- [WORK TO BE COMPLETED]: Rewrite the records from their start up to and including the line with "point(304, 186)", keeping every line of text but leaving out the pictures. Offset each answer coordinate by -41, and leave the sample coordinates within the wording unchanged.

- [INFORMATION SUPPLIED]:
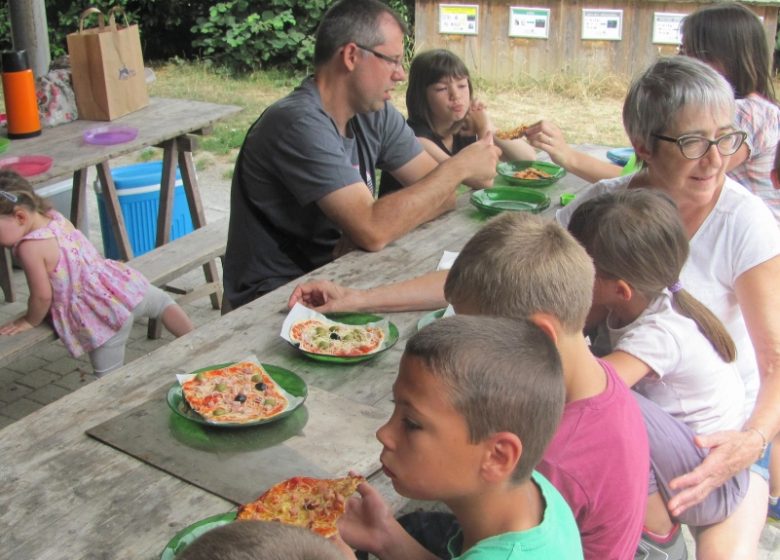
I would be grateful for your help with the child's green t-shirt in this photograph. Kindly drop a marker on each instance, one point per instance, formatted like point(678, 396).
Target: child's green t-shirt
point(556, 536)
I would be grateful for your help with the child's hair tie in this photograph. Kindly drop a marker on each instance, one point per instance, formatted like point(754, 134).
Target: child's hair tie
point(9, 196)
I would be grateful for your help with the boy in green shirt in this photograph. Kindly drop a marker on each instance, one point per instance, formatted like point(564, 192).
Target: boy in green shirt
point(477, 400)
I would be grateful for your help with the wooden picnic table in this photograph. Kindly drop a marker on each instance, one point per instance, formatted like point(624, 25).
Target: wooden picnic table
point(64, 494)
point(166, 123)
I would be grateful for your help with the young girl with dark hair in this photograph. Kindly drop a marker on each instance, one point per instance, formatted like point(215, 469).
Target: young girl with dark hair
point(731, 39)
point(445, 115)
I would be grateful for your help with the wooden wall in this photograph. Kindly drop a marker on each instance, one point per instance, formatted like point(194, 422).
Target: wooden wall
point(493, 55)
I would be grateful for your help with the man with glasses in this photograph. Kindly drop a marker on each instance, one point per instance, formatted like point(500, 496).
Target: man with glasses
point(304, 186)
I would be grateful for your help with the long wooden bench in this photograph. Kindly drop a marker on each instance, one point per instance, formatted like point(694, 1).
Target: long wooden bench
point(161, 265)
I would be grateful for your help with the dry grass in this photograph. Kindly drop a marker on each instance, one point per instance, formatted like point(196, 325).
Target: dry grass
point(587, 108)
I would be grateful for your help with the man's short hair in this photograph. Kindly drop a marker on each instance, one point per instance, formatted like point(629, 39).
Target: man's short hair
point(502, 375)
point(519, 264)
point(352, 21)
point(260, 540)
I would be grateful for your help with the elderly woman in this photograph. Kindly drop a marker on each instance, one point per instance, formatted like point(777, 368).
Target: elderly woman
point(679, 117)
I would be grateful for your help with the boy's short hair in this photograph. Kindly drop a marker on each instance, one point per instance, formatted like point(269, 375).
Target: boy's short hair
point(502, 375)
point(260, 540)
point(520, 264)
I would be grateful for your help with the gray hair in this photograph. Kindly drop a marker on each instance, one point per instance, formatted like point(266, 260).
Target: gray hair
point(667, 87)
point(351, 21)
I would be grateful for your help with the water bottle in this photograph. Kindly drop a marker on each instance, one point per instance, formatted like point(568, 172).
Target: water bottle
point(21, 104)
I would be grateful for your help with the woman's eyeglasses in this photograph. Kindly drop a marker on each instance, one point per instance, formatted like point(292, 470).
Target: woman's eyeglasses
point(694, 147)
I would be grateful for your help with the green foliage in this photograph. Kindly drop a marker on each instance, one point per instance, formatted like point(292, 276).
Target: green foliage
point(241, 36)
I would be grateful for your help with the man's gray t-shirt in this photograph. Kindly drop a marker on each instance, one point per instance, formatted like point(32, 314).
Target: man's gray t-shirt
point(293, 156)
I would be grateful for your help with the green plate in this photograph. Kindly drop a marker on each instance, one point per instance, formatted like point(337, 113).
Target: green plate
point(507, 170)
point(498, 199)
point(355, 319)
point(430, 317)
point(186, 536)
point(287, 380)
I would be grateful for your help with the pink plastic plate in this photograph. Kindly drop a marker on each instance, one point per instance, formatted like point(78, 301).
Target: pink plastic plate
point(107, 135)
point(27, 166)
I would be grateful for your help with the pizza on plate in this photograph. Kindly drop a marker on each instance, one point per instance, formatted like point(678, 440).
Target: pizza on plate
point(531, 173)
point(238, 393)
point(313, 503)
point(513, 134)
point(336, 339)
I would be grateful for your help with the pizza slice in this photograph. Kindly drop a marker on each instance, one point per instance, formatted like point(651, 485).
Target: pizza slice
point(512, 134)
point(313, 503)
point(238, 393)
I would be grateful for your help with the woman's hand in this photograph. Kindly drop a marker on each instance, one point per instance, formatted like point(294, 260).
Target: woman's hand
point(730, 452)
point(16, 326)
point(324, 296)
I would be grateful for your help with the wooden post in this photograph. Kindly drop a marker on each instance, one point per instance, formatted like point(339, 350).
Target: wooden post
point(29, 31)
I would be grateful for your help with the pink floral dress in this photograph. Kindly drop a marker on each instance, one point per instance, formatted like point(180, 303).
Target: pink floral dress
point(92, 297)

- [OUTPUT BELOW]:
I would be grateful for your help with the child's green t-shirt in this photograph. Kindly drop a marker on each instance, one point per instance, formatted like point(678, 396).
Target: child's green t-shirt
point(515, 495)
I would be grateful for your help with the child's hair tie in this photograph. Kindly drop a marker on each instance, one point per instance, formatted like point(754, 134).
Target: child's hair tie
point(-32, 155)
I would be grateful for your help with the boy in green shirt in this photograph. Kindly drop a marker on each instance, one point per instance, formatted like point(564, 192).
Target: boy in green shirt
point(436, 359)
I would be grateful for your help with the wooden picnic table in this photograph. Kindly drop a marker on each instance, one point per instance, formatted like point(624, 25).
Target: wooden picnic table
point(23, 453)
point(125, 82)
I would be grateful for your help with the young girl with dark hair in this photograph. Kindly drop a marker on each instance, one point per instance, formatted like point(215, 469).
Target: young girl with dark hair
point(690, -2)
point(404, 74)
I would be grateful for your help with the wooden wall in this photograph. Kindly drop a marker on each instance, one point per instance, formatted like point(194, 422).
Target: wooden wall
point(452, 14)
I would be grateful for your help with the man with glasses in this photograph. Kindly drop a marker on each instance, one point per instance, formatted like point(500, 496).
Target: man with glasses
point(263, 145)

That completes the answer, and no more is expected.